_Given entries:_

----

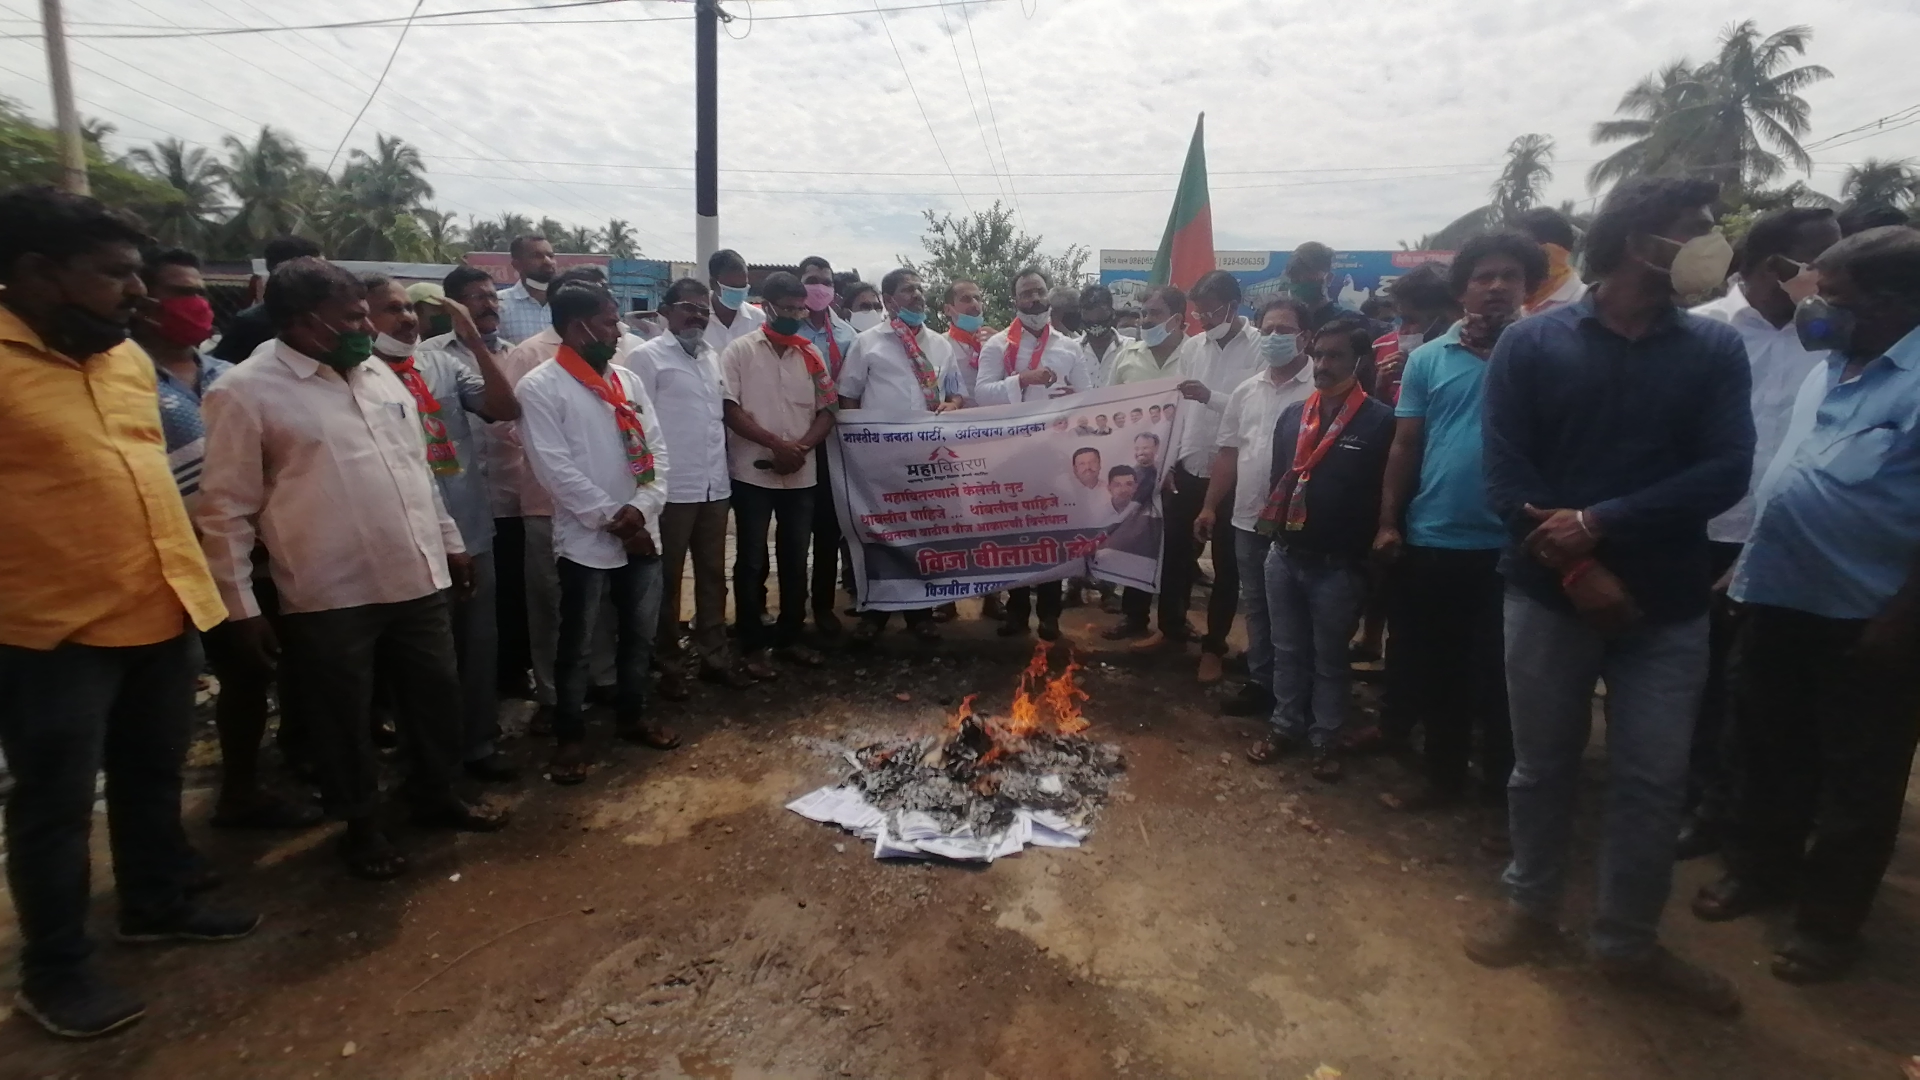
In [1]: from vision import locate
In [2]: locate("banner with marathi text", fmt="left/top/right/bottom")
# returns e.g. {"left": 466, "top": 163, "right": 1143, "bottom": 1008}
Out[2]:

----

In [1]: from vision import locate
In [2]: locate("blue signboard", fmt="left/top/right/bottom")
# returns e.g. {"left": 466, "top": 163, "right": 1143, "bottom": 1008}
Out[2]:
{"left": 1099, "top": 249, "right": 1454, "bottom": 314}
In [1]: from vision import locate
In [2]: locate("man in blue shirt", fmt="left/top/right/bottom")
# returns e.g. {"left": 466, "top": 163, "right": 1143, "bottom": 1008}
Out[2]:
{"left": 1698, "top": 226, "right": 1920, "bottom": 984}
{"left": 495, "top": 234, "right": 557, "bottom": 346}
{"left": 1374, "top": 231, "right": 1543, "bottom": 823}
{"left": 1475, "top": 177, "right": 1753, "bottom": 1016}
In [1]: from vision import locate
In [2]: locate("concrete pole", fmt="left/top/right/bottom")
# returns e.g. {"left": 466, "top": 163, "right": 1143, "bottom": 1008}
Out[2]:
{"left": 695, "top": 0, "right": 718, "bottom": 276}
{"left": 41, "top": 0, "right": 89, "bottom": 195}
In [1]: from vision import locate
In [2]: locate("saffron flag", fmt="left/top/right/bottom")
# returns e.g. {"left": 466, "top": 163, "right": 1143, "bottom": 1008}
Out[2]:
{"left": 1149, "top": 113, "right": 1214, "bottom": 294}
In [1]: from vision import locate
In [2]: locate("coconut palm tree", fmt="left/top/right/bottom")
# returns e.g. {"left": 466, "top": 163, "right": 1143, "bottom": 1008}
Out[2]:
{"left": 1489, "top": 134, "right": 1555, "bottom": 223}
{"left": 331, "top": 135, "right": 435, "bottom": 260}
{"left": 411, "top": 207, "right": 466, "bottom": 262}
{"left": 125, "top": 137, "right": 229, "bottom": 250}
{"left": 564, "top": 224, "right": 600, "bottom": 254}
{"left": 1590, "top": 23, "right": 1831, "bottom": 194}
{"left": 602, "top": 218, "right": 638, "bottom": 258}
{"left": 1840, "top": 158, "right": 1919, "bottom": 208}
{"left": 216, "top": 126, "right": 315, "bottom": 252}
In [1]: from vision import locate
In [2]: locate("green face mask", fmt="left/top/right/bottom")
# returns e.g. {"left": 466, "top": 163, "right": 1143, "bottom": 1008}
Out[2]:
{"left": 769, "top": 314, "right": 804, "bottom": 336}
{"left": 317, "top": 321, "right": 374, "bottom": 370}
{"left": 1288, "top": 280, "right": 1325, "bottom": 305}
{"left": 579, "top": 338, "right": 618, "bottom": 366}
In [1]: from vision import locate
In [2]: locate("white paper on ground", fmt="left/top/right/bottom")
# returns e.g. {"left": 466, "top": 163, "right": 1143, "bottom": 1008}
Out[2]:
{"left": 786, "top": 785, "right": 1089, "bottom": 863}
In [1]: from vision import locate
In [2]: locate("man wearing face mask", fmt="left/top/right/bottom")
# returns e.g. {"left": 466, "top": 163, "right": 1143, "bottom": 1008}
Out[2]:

----

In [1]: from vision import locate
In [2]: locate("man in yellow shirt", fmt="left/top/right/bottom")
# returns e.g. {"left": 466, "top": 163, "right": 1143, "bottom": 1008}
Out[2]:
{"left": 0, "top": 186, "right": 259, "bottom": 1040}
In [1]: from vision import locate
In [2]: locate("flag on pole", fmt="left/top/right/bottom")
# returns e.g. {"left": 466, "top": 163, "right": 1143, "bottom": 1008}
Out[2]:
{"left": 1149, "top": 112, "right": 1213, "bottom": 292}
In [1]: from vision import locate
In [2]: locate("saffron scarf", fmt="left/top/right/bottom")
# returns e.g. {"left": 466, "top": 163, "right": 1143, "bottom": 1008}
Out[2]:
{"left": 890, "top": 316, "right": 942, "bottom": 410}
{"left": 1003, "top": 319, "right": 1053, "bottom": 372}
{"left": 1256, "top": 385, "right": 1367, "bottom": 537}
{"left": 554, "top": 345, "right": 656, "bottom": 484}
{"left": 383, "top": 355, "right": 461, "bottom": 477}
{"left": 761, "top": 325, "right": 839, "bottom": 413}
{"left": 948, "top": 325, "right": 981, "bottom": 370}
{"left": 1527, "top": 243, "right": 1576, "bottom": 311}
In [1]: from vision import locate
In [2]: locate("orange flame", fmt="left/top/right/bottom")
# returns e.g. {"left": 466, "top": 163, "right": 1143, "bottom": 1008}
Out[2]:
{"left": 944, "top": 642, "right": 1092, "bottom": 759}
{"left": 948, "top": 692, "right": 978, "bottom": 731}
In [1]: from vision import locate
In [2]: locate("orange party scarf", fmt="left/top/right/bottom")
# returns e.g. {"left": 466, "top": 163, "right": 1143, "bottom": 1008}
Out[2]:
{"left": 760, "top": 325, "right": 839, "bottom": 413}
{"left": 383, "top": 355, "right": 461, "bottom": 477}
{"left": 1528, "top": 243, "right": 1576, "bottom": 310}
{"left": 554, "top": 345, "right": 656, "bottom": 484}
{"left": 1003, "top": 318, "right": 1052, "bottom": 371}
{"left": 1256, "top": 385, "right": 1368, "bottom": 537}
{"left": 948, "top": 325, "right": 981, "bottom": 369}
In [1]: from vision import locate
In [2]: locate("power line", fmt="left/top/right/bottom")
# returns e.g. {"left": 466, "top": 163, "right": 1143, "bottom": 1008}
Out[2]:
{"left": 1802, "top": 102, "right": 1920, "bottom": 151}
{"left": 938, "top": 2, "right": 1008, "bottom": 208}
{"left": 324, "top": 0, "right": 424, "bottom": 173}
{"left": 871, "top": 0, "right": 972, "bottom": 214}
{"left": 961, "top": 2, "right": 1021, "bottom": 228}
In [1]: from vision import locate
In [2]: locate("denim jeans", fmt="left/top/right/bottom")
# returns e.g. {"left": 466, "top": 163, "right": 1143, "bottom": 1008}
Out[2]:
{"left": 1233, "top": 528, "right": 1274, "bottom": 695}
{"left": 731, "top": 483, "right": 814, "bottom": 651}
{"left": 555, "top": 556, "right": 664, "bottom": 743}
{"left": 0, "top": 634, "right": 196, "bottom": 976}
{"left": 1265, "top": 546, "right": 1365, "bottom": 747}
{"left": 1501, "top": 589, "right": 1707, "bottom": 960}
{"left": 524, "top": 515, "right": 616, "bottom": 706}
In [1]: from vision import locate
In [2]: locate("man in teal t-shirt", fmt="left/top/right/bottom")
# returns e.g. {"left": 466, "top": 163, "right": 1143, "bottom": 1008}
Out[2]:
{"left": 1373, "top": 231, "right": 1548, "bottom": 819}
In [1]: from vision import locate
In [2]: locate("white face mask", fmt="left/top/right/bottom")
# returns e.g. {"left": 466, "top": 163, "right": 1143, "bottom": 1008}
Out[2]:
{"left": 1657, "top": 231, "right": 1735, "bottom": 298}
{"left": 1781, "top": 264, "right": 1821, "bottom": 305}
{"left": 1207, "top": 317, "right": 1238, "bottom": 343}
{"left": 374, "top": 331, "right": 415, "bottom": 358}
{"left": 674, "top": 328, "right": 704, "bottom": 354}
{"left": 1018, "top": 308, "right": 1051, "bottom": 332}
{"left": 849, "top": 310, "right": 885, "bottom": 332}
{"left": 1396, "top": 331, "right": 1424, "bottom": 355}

----

_Task objective:_
Review the preceding data and report every line that includes the string "orange".

_Expected output:_
In [2]: locate("orange flame", fmt="left/top/right/bottom")
In [2]: locate("orange party scarf", fmt="left/top/right/bottom")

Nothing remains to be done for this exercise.